Print all of the material below line for line without any changes, and leave out the pictures.

Point annotation records

_____

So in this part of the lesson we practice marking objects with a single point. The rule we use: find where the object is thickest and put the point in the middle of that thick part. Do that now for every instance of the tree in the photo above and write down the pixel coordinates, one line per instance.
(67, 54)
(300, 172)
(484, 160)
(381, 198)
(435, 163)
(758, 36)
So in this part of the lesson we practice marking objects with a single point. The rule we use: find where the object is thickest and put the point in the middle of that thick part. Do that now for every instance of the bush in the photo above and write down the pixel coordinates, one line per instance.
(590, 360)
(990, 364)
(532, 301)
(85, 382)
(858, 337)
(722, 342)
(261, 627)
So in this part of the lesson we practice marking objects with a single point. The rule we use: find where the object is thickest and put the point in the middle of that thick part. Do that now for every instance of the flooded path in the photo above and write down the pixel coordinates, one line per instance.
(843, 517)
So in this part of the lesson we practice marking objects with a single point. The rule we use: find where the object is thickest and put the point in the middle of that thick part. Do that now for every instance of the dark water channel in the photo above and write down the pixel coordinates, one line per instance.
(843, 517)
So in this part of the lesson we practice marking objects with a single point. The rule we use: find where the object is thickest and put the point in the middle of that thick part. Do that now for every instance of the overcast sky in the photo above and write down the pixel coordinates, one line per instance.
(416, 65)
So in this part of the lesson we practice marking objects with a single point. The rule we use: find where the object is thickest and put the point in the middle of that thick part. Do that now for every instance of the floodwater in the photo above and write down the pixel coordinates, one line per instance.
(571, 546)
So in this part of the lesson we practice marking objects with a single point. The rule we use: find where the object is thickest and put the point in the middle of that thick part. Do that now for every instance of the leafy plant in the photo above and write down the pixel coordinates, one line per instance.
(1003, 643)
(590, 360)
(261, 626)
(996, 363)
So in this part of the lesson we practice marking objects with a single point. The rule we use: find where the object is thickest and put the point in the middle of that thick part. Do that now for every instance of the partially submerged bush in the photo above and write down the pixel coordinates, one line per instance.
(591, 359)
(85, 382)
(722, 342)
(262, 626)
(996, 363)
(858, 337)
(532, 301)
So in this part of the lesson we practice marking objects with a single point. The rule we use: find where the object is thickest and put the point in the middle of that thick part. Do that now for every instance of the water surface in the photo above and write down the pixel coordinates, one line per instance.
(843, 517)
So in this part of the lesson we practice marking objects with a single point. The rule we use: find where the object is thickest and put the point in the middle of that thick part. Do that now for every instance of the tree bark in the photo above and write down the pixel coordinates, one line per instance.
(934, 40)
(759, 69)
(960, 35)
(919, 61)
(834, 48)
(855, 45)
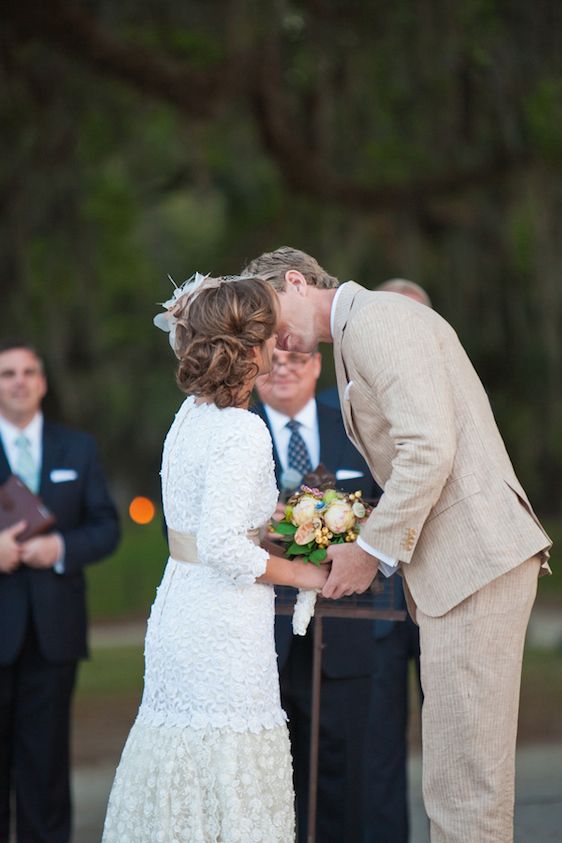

_____

### Reply to the exercise:
So in this part of the lesson we practice marking objects with a single point. The rule we use: find where the object is thickest and put the point in the middle of that thick part. Do that now for every instance of the tree in the photo above and write down the pixel coordinates, one line per instance.
(67, 54)
(300, 172)
(484, 160)
(381, 198)
(435, 163)
(758, 36)
So in this part of the lesson we practice marking objects with a single point. The rule we use: find where the object is thickest and put the point in the middle of that thick part. Do that now for every instance of the bush in the photo above and write down the pixel coordinates, one line per instance.
(590, 360)
(990, 364)
(532, 301)
(85, 382)
(858, 337)
(722, 342)
(261, 627)
So in this part of the lesson we practice marking objects with a single point. The rule we use: find where the object is thickest and put the point in the middle of that thick part. Do that now for every instance of the flooded path in the photo above and write down the pixel coordinates, one line per instance.
(843, 517)
So in this part of the lesson we practice marking objects with a single point. The rule we use: find where the object is thickest and put the point in the middle of that thick part. Do that now for every instance of the dark water channel in the photo above and write down the pixel coordinates, one line per instance.
(843, 517)
So in this part of the lesson we practice marking objects with a single point. The rule we use: find where the object is thickest and put the point in the middle of that thick part. Do that now for every instance of the overcast sky in the photo above and write down the pixel coordinates, one line per instance.
(416, 65)
So in this part of the lesson we practice marking objects with a single point. The rule we use: find where the object is thickest and put the point in the middle of that thick part. Do that now for every instance of the floodwater in the photo above and write down the pixel coordinates, one line per instance.
(571, 546)
So in this part of the lesson we practice marking objects with a single point. The rule we use: find where the object is thickest and put the point in the middle of that thick part. Do that now for every instance of the leafy plant in the photo above and write down the pixel coordinates, one line per instance.
(1003, 643)
(590, 360)
(261, 626)
(996, 363)
So in this part of the lesson we practice marking objects with a single point. The rule we use: find where the object is thickest and put the point in the middle of that thick part. Do that now for every instance of the partially submerged bush in the photo above and write down the pixel coordinates, one line per instance.
(591, 359)
(85, 382)
(722, 342)
(262, 626)
(996, 363)
(858, 337)
(532, 301)
So in this part of the lesson we practice marking objects with a single point. The rule we use: find where the object is thickest and put the point in the middle of that thick part. Do that now for every instance of the water surface in the photo above and write down the pixel coordinates, one line per instance.
(843, 517)
So in this part of the lesson we practice marking objects with a single point. The rule we use: find where the object is thickest and put the point in the middle of that thick part. Do that now for every instance of the tree bark in the photo above and write down the pixel coordinates, one line per instance.
(934, 40)
(759, 69)
(960, 35)
(919, 61)
(834, 48)
(855, 45)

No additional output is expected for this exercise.